#### [Extract provided]
§
The larger numbers in 1813, ’16, and ’19 were due to panic and pressure; but the figures maybe taken for a graphic representation of the distrust with which vaccination was regarded after ample experience. Of course many were vaccinated who did not claim the parish half-crown; and at the end of 1819 it was calculated that 10,000 in Norwich had submitted to the Jennerian rite from the date of its introduction at the beginning of the century. Thus considerably less than a fourth of the inhabitants were what is called “protected.”

We now come to the narrative of that great outbreak of smallpox, which, says Cross, destroyed more lives in less time in Norwich than any epidemic since the Plague. It is almost superfluous to state that the disease did not originate in Norwich: it never appears to originate anywhere: it was imported. A girl travelling with her parents from York caught the infection in transit at a market-town, and as soon as she arrived in Norwich was laid up with the disease.
§
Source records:
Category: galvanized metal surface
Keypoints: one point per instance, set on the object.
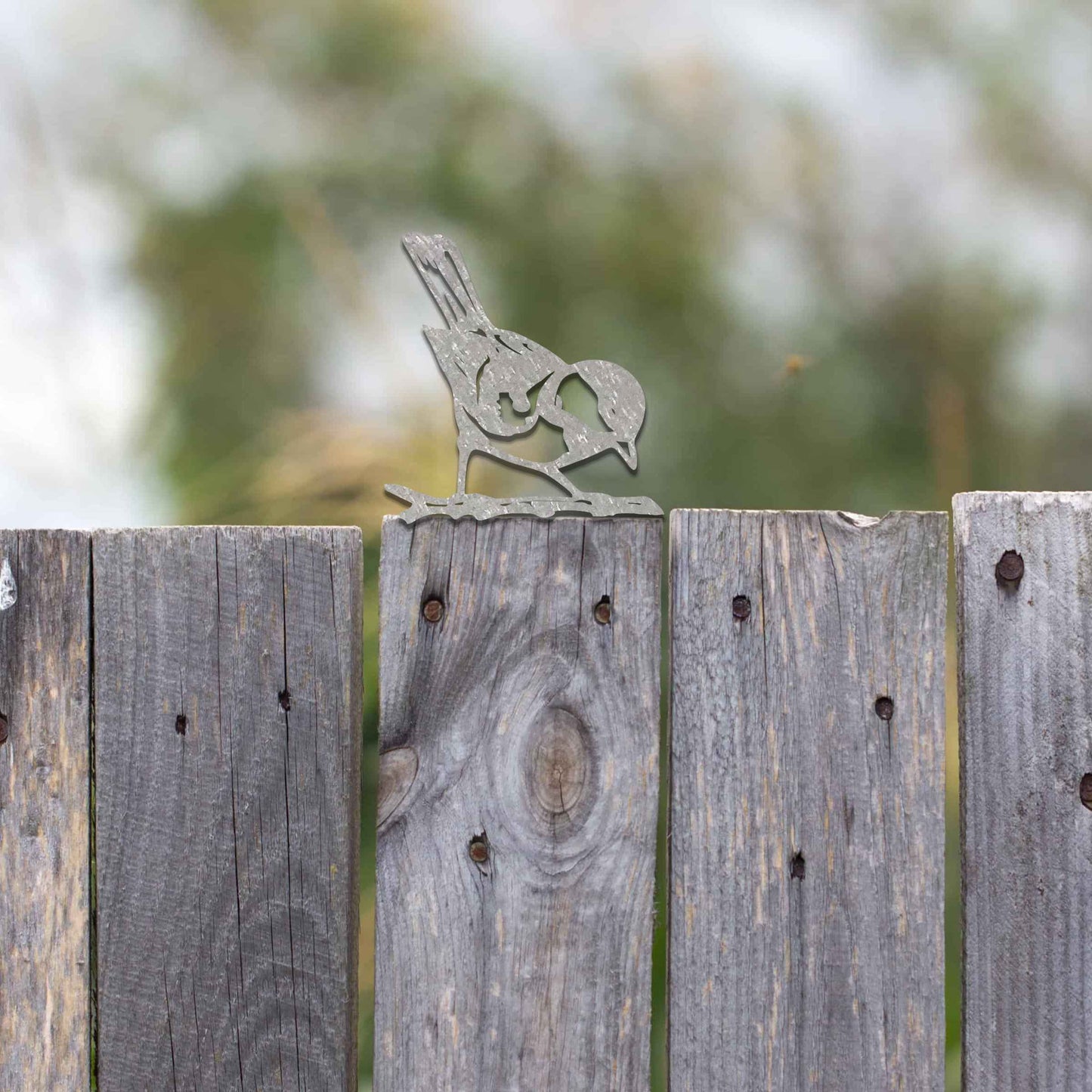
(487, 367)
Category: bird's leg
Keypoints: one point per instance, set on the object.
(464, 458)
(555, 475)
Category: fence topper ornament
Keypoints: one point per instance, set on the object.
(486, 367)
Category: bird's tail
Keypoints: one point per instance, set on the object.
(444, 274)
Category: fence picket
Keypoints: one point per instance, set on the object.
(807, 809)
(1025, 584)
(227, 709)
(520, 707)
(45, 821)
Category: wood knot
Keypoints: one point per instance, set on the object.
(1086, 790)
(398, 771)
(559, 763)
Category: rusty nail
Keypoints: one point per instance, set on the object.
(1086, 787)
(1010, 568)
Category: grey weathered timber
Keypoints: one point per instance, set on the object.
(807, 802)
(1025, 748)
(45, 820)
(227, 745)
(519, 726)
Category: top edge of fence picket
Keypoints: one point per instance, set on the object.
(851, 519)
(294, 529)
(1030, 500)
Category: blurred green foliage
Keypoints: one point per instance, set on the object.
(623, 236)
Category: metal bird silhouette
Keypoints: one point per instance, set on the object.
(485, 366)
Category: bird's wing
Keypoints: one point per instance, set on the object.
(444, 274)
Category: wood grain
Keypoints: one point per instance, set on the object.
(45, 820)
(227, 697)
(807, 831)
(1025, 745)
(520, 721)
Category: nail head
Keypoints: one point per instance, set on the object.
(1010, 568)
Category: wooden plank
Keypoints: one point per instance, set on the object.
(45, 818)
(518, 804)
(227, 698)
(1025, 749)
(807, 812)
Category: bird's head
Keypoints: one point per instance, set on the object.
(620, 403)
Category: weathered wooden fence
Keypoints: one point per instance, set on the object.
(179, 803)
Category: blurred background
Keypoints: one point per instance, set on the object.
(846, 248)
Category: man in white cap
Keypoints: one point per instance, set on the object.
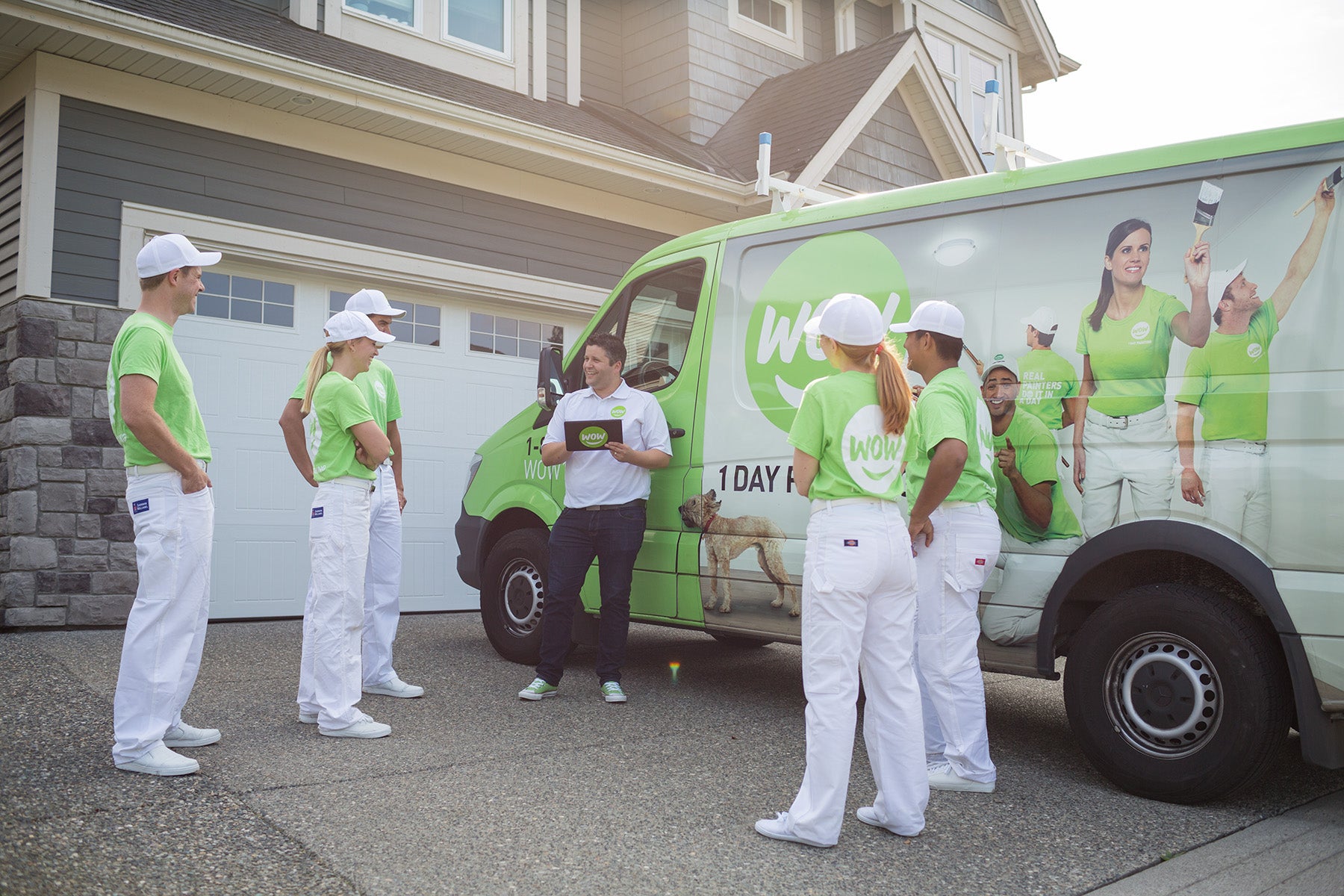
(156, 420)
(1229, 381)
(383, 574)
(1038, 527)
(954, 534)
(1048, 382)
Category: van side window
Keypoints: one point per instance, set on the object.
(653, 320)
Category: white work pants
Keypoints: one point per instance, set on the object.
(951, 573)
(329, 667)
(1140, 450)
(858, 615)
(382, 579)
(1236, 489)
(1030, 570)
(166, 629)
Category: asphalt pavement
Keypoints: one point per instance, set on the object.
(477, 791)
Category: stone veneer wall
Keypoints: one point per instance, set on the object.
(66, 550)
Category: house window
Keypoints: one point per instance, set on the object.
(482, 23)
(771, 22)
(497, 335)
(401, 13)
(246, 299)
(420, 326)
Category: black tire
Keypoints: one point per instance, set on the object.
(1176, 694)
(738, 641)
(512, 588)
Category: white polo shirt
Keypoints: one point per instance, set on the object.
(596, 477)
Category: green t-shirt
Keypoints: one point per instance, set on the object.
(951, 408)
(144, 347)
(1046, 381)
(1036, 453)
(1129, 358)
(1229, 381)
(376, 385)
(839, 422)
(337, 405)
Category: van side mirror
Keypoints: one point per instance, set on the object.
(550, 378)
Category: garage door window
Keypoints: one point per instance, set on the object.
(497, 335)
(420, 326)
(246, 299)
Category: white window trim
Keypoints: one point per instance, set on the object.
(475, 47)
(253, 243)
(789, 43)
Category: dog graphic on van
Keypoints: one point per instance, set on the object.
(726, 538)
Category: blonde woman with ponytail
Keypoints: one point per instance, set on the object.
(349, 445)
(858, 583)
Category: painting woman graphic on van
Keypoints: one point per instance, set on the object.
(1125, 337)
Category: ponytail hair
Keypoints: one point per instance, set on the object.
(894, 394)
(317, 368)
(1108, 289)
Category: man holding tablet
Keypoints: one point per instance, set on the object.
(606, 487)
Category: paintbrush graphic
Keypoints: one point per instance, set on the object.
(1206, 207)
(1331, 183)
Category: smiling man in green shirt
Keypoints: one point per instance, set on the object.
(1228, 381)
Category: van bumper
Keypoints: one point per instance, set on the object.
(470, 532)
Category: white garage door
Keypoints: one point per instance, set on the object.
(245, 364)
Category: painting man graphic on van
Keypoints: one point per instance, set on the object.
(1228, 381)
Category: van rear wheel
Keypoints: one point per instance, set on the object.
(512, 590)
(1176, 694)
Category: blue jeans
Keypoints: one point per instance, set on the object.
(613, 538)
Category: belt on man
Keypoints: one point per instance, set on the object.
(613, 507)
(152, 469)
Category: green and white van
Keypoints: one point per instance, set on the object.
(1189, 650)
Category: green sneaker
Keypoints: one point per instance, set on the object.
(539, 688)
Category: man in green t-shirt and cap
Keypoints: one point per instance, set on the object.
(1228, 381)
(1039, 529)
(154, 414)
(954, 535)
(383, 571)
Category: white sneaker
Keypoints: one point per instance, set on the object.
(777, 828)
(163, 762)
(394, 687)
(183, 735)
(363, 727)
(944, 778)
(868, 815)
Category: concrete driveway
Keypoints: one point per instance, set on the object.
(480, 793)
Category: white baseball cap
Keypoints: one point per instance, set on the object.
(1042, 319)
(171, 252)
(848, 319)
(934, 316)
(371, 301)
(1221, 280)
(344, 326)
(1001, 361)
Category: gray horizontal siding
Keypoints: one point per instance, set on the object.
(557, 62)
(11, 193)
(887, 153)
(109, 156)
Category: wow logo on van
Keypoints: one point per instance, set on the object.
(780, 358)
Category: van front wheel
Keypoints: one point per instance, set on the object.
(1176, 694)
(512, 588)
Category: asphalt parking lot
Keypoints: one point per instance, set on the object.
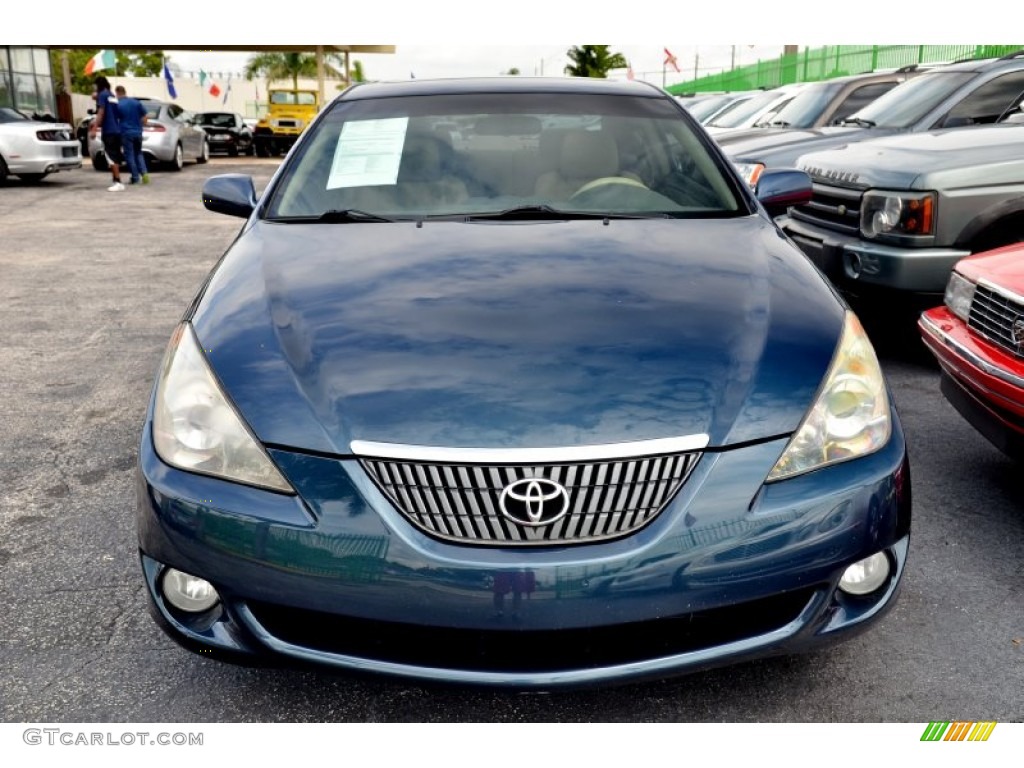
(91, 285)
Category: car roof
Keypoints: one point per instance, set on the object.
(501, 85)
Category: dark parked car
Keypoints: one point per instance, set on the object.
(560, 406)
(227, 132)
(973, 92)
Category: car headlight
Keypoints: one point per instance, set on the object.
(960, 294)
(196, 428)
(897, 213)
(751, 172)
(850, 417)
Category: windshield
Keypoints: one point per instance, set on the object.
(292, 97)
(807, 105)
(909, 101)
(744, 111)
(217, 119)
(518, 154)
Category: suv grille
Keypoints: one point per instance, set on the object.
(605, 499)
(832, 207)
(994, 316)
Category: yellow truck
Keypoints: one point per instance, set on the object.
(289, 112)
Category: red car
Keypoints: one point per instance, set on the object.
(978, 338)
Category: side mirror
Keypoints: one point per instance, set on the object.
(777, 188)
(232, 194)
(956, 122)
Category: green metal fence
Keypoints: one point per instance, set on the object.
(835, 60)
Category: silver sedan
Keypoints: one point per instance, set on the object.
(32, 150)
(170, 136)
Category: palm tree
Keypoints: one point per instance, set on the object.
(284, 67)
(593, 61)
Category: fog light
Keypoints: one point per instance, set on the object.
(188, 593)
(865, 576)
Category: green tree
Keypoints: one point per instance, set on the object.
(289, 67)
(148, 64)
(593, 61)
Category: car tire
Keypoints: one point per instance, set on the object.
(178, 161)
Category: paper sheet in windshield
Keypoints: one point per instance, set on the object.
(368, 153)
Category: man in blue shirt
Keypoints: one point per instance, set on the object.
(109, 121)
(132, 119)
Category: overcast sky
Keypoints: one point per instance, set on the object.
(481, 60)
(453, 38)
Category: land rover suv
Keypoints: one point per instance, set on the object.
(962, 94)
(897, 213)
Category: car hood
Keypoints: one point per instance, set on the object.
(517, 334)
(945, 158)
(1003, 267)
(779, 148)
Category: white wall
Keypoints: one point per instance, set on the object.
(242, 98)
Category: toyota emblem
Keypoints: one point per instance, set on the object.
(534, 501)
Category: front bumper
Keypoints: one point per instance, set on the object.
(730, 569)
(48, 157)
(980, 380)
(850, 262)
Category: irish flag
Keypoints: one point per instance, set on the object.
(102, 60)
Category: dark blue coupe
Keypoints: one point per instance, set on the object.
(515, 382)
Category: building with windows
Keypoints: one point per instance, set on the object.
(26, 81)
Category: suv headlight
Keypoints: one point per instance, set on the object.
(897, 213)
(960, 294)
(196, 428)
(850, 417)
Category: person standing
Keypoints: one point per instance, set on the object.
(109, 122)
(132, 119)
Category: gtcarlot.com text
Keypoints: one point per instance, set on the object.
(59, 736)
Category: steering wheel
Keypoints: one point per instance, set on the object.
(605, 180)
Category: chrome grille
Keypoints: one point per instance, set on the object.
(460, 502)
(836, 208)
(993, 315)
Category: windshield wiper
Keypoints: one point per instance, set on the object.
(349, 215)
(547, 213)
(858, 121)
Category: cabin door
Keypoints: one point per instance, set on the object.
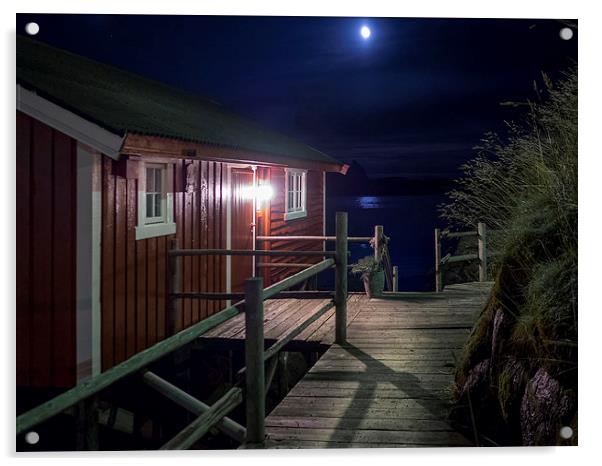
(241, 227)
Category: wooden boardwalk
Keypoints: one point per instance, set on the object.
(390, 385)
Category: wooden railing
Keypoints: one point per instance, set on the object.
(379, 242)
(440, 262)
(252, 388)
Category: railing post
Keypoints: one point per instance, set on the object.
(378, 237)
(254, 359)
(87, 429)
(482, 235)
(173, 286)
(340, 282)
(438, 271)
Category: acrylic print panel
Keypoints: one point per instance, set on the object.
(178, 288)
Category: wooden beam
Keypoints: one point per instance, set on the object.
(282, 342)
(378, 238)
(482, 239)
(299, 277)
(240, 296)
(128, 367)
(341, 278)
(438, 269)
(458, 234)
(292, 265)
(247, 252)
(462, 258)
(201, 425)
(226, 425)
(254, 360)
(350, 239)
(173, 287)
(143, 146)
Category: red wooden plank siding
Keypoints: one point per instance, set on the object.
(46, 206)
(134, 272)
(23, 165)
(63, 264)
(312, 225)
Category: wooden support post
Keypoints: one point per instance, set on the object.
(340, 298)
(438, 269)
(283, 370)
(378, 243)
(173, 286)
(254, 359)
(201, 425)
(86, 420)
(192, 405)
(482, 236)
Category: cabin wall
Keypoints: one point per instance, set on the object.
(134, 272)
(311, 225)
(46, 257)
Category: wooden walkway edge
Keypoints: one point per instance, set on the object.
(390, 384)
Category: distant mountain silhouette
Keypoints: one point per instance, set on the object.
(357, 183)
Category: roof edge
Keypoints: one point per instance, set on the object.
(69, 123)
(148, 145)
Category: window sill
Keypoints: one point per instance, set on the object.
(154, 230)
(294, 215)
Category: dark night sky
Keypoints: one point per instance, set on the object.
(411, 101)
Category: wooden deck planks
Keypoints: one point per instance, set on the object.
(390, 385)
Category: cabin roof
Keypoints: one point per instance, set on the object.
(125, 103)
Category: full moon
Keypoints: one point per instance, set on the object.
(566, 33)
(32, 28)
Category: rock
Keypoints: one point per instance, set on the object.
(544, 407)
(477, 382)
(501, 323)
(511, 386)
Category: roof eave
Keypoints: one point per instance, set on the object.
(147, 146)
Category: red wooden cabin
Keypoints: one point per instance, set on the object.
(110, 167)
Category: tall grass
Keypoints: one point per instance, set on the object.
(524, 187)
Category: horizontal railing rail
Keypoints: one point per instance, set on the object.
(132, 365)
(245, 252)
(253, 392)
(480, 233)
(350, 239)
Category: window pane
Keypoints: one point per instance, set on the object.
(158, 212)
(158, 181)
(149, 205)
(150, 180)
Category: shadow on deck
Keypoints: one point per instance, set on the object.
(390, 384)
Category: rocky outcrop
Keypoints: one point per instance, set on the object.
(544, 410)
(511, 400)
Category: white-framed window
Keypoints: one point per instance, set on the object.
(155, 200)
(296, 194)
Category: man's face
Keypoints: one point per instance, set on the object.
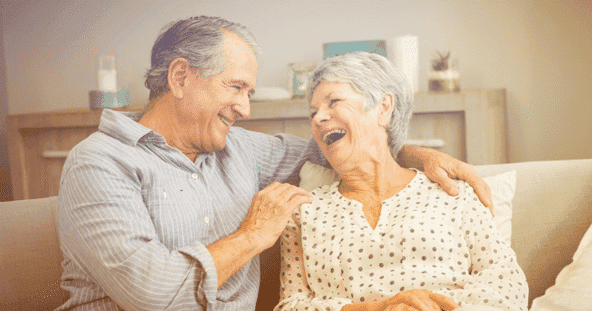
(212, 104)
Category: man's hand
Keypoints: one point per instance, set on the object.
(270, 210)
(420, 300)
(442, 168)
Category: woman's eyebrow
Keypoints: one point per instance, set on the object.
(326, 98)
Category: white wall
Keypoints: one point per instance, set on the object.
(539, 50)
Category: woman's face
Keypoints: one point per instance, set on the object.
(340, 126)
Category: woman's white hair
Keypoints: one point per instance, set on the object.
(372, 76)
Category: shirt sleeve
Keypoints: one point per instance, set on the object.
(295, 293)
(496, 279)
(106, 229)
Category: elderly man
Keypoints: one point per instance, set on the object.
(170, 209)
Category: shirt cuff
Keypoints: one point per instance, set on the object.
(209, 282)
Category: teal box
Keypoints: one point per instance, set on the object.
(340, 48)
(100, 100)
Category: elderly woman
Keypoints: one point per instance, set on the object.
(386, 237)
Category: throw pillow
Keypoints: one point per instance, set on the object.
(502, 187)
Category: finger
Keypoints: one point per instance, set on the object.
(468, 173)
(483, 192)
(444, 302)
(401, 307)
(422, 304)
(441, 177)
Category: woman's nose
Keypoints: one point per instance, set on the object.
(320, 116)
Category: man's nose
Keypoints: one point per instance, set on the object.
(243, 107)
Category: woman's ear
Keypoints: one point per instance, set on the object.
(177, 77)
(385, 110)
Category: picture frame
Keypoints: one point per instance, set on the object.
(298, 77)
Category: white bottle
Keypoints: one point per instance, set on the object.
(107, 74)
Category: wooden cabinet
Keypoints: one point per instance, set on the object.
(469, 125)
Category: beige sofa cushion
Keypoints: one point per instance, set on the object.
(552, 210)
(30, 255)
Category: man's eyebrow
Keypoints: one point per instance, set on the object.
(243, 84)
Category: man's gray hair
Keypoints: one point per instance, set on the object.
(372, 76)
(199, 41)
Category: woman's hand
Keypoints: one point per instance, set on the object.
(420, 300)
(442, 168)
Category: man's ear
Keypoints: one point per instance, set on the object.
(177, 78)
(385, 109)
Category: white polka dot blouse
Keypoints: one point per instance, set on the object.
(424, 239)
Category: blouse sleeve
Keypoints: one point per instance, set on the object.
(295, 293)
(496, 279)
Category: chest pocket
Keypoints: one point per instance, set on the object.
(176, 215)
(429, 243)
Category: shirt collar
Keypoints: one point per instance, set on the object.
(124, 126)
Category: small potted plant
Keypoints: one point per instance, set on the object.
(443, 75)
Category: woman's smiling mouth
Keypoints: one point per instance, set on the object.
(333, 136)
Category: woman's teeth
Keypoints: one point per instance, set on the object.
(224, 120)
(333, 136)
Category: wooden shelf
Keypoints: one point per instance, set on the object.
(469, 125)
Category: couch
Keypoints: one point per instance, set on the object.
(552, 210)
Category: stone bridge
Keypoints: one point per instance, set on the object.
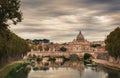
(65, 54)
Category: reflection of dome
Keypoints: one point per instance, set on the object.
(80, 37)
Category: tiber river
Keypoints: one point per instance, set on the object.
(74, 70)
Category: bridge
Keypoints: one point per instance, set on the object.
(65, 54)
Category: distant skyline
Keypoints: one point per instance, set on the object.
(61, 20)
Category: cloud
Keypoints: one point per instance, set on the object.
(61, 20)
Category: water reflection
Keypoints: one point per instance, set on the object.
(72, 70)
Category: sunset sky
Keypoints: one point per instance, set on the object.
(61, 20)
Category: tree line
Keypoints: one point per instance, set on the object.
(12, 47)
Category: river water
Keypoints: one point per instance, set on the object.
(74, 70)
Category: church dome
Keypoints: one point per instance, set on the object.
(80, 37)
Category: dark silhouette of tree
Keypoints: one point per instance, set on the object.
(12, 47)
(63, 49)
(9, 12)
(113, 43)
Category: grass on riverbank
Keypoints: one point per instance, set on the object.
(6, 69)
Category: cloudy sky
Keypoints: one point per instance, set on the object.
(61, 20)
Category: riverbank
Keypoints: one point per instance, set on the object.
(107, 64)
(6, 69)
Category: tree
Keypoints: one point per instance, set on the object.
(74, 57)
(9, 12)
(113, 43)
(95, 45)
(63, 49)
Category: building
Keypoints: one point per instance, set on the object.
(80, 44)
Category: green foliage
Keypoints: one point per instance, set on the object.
§
#### [Instructions for the task]
Answer these questions from the passage on smallpox in Norwich:
(a) How many people in Norwich had been vaccinated by the end of 1819, counting from the start of the century?
(b) Which city was the girl traveling from with her parents?
(c) Where did she catch the infection?
This material comes from a different source than the text.

#### [Solved exercise]
(a) 10,000
(b) York
(c) At a market-town, in transit